▸ **LISTED ENTRIES**
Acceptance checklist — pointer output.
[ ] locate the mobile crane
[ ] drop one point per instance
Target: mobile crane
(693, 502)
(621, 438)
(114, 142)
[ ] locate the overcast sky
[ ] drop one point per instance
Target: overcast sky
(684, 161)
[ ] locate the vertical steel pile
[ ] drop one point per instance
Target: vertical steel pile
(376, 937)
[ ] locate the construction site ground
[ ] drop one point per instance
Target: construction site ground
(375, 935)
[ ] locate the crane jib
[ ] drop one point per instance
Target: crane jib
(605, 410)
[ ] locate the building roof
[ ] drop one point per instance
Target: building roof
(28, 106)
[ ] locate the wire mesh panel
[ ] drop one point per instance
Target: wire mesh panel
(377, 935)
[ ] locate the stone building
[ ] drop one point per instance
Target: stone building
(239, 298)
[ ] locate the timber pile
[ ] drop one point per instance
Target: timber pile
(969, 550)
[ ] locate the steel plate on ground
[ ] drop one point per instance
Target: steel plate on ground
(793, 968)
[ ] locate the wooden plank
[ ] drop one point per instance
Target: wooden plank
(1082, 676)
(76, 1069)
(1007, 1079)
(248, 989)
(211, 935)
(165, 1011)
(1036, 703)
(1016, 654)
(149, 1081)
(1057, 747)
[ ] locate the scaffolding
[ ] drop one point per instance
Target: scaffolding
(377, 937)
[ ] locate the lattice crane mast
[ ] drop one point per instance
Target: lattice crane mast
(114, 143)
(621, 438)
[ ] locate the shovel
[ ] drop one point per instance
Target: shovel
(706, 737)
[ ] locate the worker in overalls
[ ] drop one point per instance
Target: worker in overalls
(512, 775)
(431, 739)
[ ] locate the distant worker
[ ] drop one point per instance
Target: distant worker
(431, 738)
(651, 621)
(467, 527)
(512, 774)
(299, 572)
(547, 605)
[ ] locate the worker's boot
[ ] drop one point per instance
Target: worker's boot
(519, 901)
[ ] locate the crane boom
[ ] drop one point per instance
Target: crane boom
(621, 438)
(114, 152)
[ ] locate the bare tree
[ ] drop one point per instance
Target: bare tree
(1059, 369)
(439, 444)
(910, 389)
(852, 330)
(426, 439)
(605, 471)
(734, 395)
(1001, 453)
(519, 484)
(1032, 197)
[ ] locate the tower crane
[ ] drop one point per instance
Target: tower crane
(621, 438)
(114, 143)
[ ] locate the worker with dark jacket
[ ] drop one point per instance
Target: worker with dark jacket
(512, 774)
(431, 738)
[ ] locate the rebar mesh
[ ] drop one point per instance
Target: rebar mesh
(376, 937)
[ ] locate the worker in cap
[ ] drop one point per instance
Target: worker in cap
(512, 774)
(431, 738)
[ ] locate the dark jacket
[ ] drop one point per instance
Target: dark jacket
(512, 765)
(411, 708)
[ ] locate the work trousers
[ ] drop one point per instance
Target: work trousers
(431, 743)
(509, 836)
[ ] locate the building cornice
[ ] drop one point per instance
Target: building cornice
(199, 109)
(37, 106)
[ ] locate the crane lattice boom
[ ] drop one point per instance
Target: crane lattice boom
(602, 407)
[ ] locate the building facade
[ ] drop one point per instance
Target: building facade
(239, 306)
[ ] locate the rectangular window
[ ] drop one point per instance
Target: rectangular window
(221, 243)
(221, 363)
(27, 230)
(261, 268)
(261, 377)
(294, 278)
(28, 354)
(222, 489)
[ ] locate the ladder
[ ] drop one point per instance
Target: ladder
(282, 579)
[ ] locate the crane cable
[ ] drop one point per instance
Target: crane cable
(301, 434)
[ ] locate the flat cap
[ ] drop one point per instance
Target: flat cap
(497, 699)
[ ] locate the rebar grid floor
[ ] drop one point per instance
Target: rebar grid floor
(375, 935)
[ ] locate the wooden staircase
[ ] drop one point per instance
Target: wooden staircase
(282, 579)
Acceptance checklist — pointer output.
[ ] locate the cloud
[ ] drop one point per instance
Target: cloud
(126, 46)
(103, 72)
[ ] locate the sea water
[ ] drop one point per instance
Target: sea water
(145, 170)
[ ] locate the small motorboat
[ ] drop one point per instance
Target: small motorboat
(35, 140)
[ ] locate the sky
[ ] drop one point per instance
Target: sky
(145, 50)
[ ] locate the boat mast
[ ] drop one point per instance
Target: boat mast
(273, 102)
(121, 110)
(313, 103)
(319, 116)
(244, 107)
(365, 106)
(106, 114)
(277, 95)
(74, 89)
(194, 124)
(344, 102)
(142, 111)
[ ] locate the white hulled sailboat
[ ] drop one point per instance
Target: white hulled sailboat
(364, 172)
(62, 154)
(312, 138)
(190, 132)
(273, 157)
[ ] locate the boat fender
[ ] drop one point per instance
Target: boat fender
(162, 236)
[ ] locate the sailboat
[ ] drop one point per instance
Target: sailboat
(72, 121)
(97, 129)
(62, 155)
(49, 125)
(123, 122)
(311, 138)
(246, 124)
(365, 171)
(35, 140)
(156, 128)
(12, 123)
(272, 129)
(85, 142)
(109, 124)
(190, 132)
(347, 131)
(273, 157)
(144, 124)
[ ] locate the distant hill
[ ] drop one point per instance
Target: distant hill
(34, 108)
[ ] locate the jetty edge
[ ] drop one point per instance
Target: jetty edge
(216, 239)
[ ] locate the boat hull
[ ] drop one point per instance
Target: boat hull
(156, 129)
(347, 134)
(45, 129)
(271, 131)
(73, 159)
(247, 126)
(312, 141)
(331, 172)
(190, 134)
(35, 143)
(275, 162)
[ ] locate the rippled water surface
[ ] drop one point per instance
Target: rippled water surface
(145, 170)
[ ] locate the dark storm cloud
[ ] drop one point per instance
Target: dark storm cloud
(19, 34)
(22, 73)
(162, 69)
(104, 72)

▸ **TASK**
Look above for the line containing "[ ] locate the boat hull", then please write out that line and each one after it through the end, exactly, with nothing else.

▸ **ANSWER BOX**
[ ] locate the boat hull
[ ] drop one point per instance
Target: boat hull
(156, 129)
(347, 134)
(45, 129)
(271, 131)
(73, 159)
(247, 126)
(312, 141)
(331, 172)
(190, 134)
(35, 143)
(275, 162)
[ ] locate the rippled water surface
[ ] drop one point per instance
Target: rippled water surface
(145, 170)
[ ] locate the dark storm cloud
[ ] drop one point per instance
Target: dark storm cloud
(19, 34)
(22, 73)
(162, 69)
(104, 72)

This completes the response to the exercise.